— Yapılacak alıştırmalar —
- 1) Devlet teşkilatı metninin Milli Savunma bölümünde, güvenlik tedbirleri için uygun teşkilatlar kurulacağı belirtilen bütün alanları sıralayın.
- 2) Devlet teşkilatı metnini son cümlesinden sonra sürdürün.

— Verilen metin —
+ + + +

Millet Vekilleri dört yıl için tek dereceli bir seçimle seçilir. Yasama faaliyetleri dışında hiç bir konuda dokunulmazlıkları ve ayrıcalıkları yoktur. Meclis toplumun bütün eğilimlerini temsil edebilecek ve yansıtabilecek seçimlerle oluşturulur. Seçimlerde milletin görüşlerinin yansımasını ve bağımsız ile bazı partilerin meclise girmesini engelleyecek baraj sistemleri uygulanmaz.

Yürütme

Yürütme organı meclisin dışında teşekkül eder. Merkezi ve yerel olmak üzere iki temel yürütme birimi bulunur.

A- Merkezi Yürütme

Merkezi yürütme organını oluşturan “hükümet”i en fazla iki defa üst üste dört yıl süre ile seçilebilecek bir “devlet başkanı” kurar. Bakanlar kurulu üye sayısı ülkenin ihtiyaçları göz önünde bulundurularak en fazla 15 kişi ve yardımcılarından oluşur. Teşkilat şemalarındaki kademe sayısı az olup basıktır. İletişimde çapraz iletişim esastır. Personelin nitelikleri hizmet esası ve uluslar arası standartlara göre belirlenir.

Bakanlar kurulu meclis üyeleri dışından devlet başkanı tarafından atanır. Meclisin her bakanı ayrı ayrı onayıyla göreve başlar.

Hükümetin faaliyetleri hem meclis hem kamu hakemi (kamu denetçisi) tarafından denetlenir. Bakanlar kurulunun hiç bir konuda “sorumsuzluğu” yoktur.

Yürütme organının temel görevleri bireylerin güvenlik içinde kendilerini gerçekleştirme ortamını temin etmektir.

Bakanlar kurulu bürokratik olmayan yatay bir idari teşkilatlanmayı sağlar. Bakanlık dağılımı şu şekilde gerçekleştirilebilir.

Milli Eğitim,

Bakanlığın temel görevleri bireylerin eğitim hak ve özgürlüklerini sınırsız bir şekilde kullanılmasına imkân ve fırsat sağlamaktır. Eğitim kalkınma, gelişim ve değişimin temel aracı olması nedeniyle bireylerin bunlara katılmalarını sağlamak ancak eğitim sürecine katılmakla mümkün olur. Bakanlık bunun tedbirini alır. Hiç bir öğretim kademesinde veya sürekli eğitim alanında bireylerin hakları kısıtlanamaz.

Eğitim sürecinin en çok gerçekleştiği yer olan okullar halka aittir. Her kademedeki okulun yönetimi mahalli mütevelli heyetleri tarafından gerçekleştirilir. Bakanlık kendine yetmeyen bölgelere yardımcı olmak üzere okullar kurar, ancak bu okulların yönetimi de mahalli mütevelli heyetlerce gerçekleştirilir.

Milli Savunma,

Yurt dışı güvenliği sağlamakla görevlidir. Kara, hava ve deniz ve sınır ötesi güvenlik tedbirleri için uygun teşkilatlar kurar. Milli savunmaya bağlı güvenlik birimleri profesyonel teşkilatlardan oluşur ve iç güvenlikte kullanılmaz.

+ + + +

— Öğe kümesi —
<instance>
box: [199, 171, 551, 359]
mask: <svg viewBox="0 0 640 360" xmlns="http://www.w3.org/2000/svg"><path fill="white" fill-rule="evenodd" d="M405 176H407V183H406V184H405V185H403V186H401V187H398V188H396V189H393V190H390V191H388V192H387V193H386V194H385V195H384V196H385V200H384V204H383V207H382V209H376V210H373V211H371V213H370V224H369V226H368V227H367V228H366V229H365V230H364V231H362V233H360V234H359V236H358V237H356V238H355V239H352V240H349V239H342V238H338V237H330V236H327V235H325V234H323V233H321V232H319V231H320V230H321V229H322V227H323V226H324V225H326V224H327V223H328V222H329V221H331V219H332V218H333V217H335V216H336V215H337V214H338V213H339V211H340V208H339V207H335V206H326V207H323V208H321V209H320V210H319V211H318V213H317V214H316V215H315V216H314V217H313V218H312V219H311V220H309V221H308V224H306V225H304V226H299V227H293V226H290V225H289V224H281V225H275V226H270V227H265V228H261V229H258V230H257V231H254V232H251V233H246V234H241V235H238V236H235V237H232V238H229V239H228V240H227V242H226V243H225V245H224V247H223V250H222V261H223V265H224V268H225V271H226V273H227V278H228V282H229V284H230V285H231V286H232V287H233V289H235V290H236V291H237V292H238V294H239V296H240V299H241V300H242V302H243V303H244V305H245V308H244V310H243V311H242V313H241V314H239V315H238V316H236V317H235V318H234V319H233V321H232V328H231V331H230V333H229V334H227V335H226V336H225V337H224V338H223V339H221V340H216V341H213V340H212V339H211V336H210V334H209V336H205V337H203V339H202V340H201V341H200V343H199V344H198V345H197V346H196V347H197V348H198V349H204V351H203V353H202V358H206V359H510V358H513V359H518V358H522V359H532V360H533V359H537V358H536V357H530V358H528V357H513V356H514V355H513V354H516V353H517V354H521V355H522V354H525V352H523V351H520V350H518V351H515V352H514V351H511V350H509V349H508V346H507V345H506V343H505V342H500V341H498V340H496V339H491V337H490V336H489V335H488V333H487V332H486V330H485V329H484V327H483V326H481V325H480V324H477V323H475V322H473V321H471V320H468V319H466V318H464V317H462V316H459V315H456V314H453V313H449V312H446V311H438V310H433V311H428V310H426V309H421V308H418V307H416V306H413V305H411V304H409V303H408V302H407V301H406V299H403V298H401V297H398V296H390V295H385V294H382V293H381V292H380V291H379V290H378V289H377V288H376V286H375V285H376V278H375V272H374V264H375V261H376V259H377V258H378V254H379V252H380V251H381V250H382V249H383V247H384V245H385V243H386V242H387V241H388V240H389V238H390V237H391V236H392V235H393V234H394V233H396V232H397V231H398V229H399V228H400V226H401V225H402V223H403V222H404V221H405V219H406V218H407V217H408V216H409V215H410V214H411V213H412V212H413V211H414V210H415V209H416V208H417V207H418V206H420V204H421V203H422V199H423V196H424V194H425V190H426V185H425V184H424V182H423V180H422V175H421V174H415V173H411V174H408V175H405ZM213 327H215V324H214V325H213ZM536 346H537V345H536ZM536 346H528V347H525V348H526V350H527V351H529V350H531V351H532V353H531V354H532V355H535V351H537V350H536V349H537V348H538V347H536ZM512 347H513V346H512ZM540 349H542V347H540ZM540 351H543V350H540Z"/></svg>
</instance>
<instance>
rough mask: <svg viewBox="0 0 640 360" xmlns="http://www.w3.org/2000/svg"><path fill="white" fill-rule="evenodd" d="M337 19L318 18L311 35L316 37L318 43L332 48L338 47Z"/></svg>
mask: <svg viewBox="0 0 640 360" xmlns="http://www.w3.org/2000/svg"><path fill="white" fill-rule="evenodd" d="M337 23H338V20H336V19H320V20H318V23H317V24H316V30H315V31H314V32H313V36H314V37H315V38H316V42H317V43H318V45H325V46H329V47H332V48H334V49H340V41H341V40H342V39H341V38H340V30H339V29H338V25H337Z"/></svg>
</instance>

+ + + +

— Görevlere göre sonuçlar —
- 1) Kara, hava, deniz, sınır ötesi

- 2)
Adalet

Hukukun üstünlüğünü sağlamak üzere evrensel ilkelere uygun bir yargı düzenini kurar. Yargı düzeni hukukun üstünlüğü ve birliği ilkesine göre işleyen bağımsız birimlerden oluşur.

İçişleri,

İç güvenlikten sorumlu bakanlıktır. Görevlerini valiler aracılığı ile yerine getirir. İç güvenlik konuları dışında mahalli yönetimlere karışamaz.

Sağlık

Toplumu oluşturan bireylerin sağlığı ile ilgilenir. Toplum katmanlarının sağlığa katılmasını sağlar. Temel görevi sağlık alanındaki gelişmeleri hızlandırmak ve halka ulaşmasını sağlamaktır.

Dışişleri,

Dış politikanın belirlenmesini ve uluslararası ilişkilerin koordinasyonundan sorumludur.

Maliye,

Devletin maliyesinden sorumludur. Genel gelir ve giderler dışında kalan işlerle uğraşmaz.

Köy İşleri

Kırsal alanla ilgili her türlü konudan sorumludur. Yol, su, orman, mera gibi alanlar başlıca faaliyet sahalarıdır.

Ticaret

Dış ticaret konularında ilgilenir. İç piyasada serbest ticaretin gelişme zeminini hazırlar.

Sanayi ve Teknoloji,

Sanayi ve teknolojinin gelişmesinden sorumludur. İleri teknolojilerin icadı ve geliştirilmesi başlıca faaliyet alanıdır.

Bayındırlık,

Şehir ve şehirlerarası iletişimim gelişmesi başlıca faaliyet alanıdır. Düzensiz şehirleşmeyi önlemek için milli düzeyde mastır planları hazırlar.

Tanıtma

Ülkenin ve ülke kaynaklarının iç ve dış tanıtımını yapmakla görevlidir.

B- Yerel Yürütme

Seçilmiş ve atanmışlardan oluşur. Organizasyonda yerinden yönetim esastır. Vilayetler seçimle iş başına gelen valiler tarafından idare edilir. Valilik belde ile ilgili bütün faaliyetleri yürütür. Vali, il genel meclisince denetlenir. Ayrıca belediye başkanlığı söz konusu değildir. Valilik halkın yönetime katılımı için tedbirleri alır. Teşkilat şemalarındaki kademe sayısı az olup basıktır. İletişimde çapraz iletişim esastır. Personelin nitelikleri hizmet esası ve uluslar arası standartlara göre belirlenir.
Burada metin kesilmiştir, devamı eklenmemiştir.